== Given data ==
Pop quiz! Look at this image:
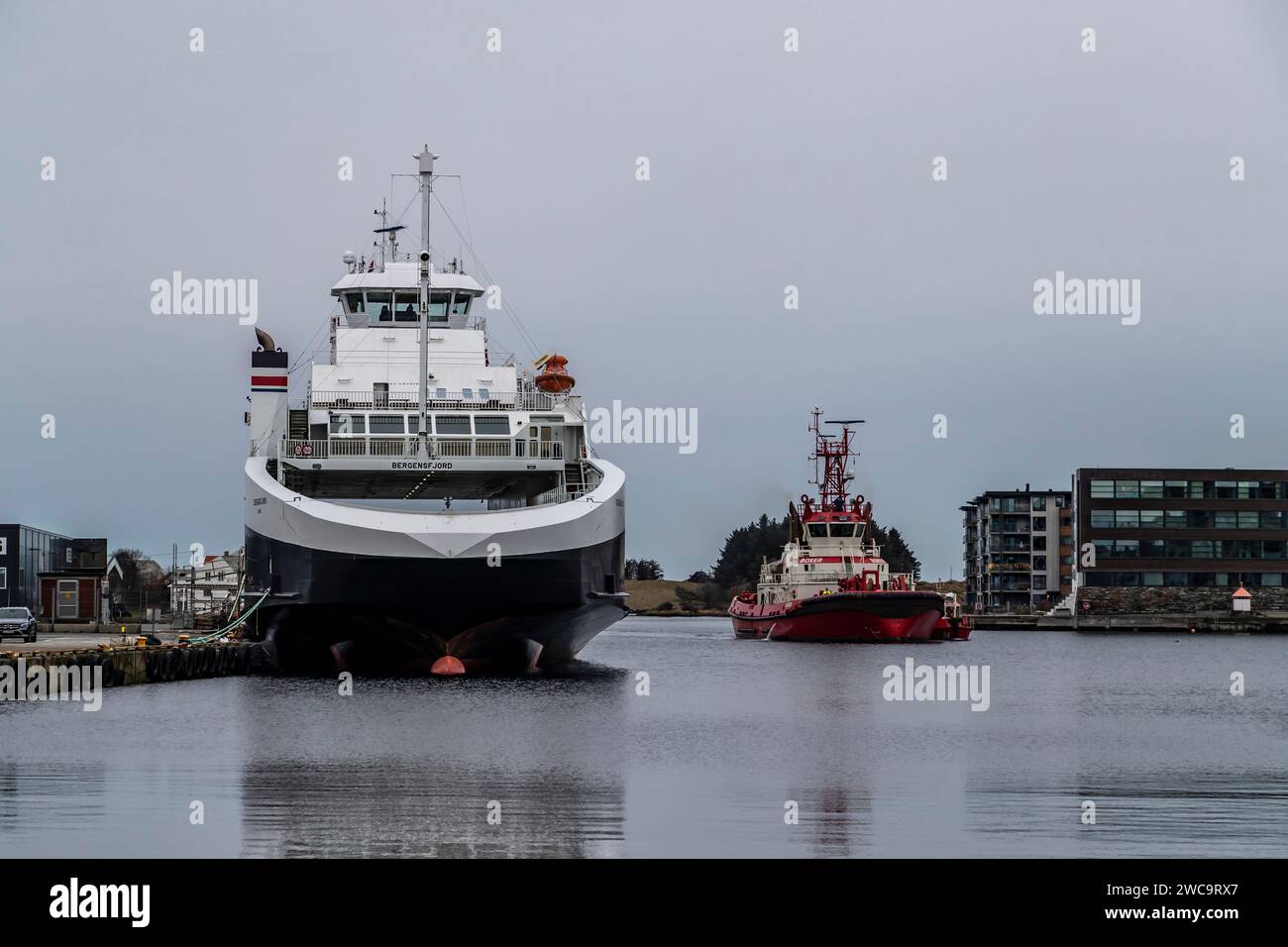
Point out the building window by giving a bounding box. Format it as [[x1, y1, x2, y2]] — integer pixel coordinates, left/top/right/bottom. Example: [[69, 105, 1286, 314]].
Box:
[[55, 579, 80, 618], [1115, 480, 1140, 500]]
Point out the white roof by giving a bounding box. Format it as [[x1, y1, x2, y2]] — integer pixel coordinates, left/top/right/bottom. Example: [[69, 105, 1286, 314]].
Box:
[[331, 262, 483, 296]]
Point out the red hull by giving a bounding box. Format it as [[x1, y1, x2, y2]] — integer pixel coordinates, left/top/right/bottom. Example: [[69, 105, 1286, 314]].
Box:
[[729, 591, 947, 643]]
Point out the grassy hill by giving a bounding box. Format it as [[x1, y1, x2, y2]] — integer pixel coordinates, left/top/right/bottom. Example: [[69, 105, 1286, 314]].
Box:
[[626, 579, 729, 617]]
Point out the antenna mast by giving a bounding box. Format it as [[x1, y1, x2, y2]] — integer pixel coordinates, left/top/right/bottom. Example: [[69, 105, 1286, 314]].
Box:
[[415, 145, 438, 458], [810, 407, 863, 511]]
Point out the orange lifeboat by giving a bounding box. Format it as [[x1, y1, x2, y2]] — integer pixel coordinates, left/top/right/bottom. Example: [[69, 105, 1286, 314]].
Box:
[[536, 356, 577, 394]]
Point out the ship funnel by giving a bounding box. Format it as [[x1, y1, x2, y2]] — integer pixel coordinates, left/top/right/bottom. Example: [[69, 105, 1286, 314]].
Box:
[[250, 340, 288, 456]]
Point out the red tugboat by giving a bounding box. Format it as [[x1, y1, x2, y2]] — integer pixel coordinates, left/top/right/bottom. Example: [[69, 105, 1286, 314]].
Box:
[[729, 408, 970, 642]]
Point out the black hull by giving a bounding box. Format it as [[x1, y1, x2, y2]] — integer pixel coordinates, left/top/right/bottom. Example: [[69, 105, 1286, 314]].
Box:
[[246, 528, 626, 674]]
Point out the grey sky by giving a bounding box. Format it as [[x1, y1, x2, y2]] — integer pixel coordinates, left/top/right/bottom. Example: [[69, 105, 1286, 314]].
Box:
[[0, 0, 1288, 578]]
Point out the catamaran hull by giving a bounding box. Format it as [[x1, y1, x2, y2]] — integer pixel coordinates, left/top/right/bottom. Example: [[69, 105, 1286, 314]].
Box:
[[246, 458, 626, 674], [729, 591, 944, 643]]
===
◆ Given exercise ◆
Render every line of the rows above as one string in a JSON list, omitting blank lines and leaving out the pictures.

◆ Final result ◆
[
  "Pop quiz! Look at this image:",
  "Point out the building window by giving a bounding box. Format it as [[x1, y1, x2, y2]] — integer pixel coordinates, left/top/right/bottom. Example: [[69, 105, 1286, 314]].",
  "Box:",
  "[[55, 579, 80, 618], [1115, 480, 1140, 500]]",
  "Point out the white roof by giving a bounding box. Format it as [[x1, y1, x2, y2]] — integer pixel coordinates, left/top/right/bottom. Example: [[69, 105, 1286, 314]].",
  "Box:",
  "[[331, 262, 483, 296]]",
  "Point out the red hull by giving a bounding box. Format it as [[x1, y1, x2, y2]] — integer pixel coordinates, left/top/right/bottom. Example: [[69, 105, 1286, 314]].",
  "Box:",
  "[[729, 591, 947, 643]]",
  "Point out the grassy hill by giving a bounding box. Format it as [[x1, y1, x2, y2]] — integer pixel coordinates, left/top/right/bottom. Example: [[69, 105, 1286, 314]].",
  "Box:",
  "[[626, 579, 729, 617]]",
  "Point out the antenna mast by giving a bounding box. Format it as [[x1, y1, x2, y2]] — integer pixel coordinates, left/top/right/bottom. Example: [[69, 105, 1286, 314]].",
  "Box:",
  "[[415, 145, 438, 458], [810, 407, 863, 511]]",
  "Point out the orange lifeboat by giving a bounding box. Format it as [[x1, y1, x2, y2]] — integer pixel coordinates, left/top/right/bottom. Example: [[69, 105, 1286, 314]].",
  "Box:",
  "[[536, 356, 577, 394]]",
  "Point out the ship funnel by giving a bounding box. Format it as [[x1, y1, x2, y2]] — integer pixel coordinates, left/top/right/bottom. Example: [[69, 105, 1286, 314]].",
  "Box:",
  "[[250, 340, 288, 456]]",
  "Point out the red tugboat by giving a bounding box. Format it as [[x1, y1, x2, y2]] — integer pixel coordinates, left/top/right/bottom. Example: [[69, 105, 1286, 314]].",
  "Box:",
  "[[729, 408, 970, 642]]",
  "Point out the black hull by giving a bounding box. Format it as [[x1, y1, x2, y2]] — integer pixel coordinates, left/top/right/bottom. Example: [[69, 105, 1286, 314]].",
  "Box:",
  "[[246, 528, 626, 674]]",
  "Point out the grey sky by giving a bounding box. Format it as [[x1, y1, x2, y2]] — integer pixel coordinates, left/top/right/bottom. Example: [[69, 105, 1286, 314]].",
  "Box:",
  "[[0, 0, 1288, 578]]",
  "Point out the catamaran hull by giving a bounding box. Format it as [[x1, y1, x2, y2]] — integer pixel coordinates, left/top/right/bottom. Example: [[69, 105, 1286, 314]].",
  "Box:",
  "[[246, 458, 626, 674], [729, 591, 944, 643]]"
]